Data supplied:
####
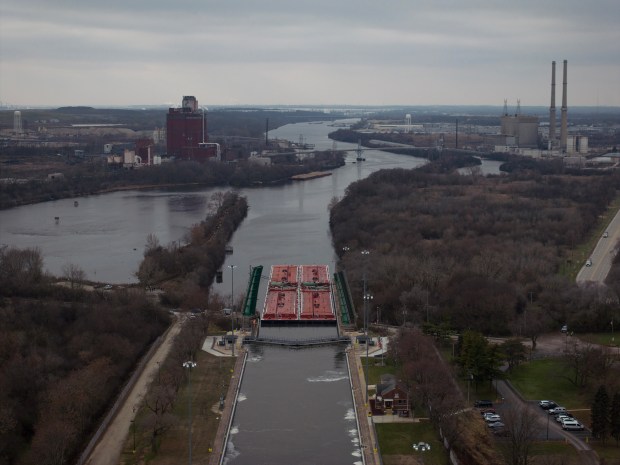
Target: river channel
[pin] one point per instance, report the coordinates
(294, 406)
####
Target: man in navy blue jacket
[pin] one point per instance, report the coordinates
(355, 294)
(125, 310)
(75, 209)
####
Objective:
From the items above, pull out every line that contains the word "Target" and copy each of those lines unchanged.

Written solution:
Target: river channel
Target: man in navy blue jacket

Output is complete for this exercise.